## Trecho selecionado
════════════════════

Na manhã seguinte, acordou no chão do estúdio, onde acabara
adormecendo.
Naquela noite, viu-se novamente sozinho na cama. Ao longe, escutava o
riso de um casal que passava pela rua. Acompanhou suas vozes até dobrarem a
esquina e o som desaparecer.
Então ele se levantou, foi até o estúdio e delicadamente pegou a
estátua e a levou para a cama, deitando-lhe a cabeça no travesseiro ao seu
lado. Pousou a mão em seu peito, acariciou os seios que ele próprio esculpiu,
beijou a face dela e pronunciou o seu nome pela primeira vez: “Galatéia” que significa “branca como leite”!
Pela manhã, devolveu a estátua ao pedestal do estúdio, encobrindo-a com
tecido e a escondeu atrás de um biombo para que ninguém mais visse a obra prima
que ele criara.
No dia seguinte seria realizado o festival de Afrodite, a data mais alegre
da ilha de Chipre. Pigmaleão foi ao templo de Afrodite e pediu a ela com todo o
amor no seu coração: “Dê vida à mulher
que eu amo, e que ela me ame com um amor igual ao que eu lhe dedico”. No
fundo, Pigmaleão sabia que era uma prece impossível de ser atendida. Teria sido
melhor ter rezado para Esculápio, o deus da medicina, para curar sua loucura e
por fim àquela ilusão.
Quando anoiteceu, Pigmaleão voltou a cumprir seu ritual, levando Galatéia
para a cama e deitando-se ao lado dela até o amanhecer. Naquela noite, porém,
quando pousou o braço sobre seu peito, os seios de marfim estavam macios e
quentes, subindo e descendo à medida que a estátua respirava. Os olhos dela,
que sempre tinham estado abertos até então, piscaram e Pigmaleão viu lágrimas
rolarem deles.

════════════════════

## Dados fornecidos

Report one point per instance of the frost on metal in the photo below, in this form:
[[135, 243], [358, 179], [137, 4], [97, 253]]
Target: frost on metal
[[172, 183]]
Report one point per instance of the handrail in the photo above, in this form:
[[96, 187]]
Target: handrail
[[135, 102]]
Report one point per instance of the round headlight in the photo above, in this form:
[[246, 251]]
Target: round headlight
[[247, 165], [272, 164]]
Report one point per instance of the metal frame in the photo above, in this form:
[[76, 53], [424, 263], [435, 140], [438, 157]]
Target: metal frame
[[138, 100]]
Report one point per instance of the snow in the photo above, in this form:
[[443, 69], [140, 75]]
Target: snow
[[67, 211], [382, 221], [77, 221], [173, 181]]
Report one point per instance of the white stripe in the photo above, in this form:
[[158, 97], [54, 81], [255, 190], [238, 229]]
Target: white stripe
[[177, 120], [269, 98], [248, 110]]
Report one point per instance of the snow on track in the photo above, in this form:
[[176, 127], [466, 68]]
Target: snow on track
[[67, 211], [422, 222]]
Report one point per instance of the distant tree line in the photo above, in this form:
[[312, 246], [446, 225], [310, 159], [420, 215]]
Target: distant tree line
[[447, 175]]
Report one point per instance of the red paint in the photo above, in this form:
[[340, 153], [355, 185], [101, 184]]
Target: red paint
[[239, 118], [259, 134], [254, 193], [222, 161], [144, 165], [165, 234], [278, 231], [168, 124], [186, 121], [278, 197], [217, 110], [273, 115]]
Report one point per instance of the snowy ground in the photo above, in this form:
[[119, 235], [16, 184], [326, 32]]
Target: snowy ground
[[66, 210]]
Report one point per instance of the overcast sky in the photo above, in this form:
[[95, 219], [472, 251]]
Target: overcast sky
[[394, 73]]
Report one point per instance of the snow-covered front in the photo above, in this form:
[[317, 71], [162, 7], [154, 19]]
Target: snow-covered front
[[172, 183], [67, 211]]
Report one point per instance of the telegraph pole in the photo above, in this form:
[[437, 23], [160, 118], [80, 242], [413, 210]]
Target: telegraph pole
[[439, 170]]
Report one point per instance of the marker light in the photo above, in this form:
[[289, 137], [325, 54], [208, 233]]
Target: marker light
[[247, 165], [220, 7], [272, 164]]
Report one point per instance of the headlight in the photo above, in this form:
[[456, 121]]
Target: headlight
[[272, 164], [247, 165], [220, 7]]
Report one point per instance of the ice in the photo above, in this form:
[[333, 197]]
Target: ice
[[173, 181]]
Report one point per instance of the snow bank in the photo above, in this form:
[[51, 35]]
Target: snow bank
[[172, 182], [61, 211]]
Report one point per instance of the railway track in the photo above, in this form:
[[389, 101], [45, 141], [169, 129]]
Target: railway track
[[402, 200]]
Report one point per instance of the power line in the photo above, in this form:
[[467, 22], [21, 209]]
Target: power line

════════════════════

## Requisitos da tarefa
No trecho sobre Pigmaleão, o que significa o nome "Galatéia"?

## Campo de resposta
Significa "branca como leite".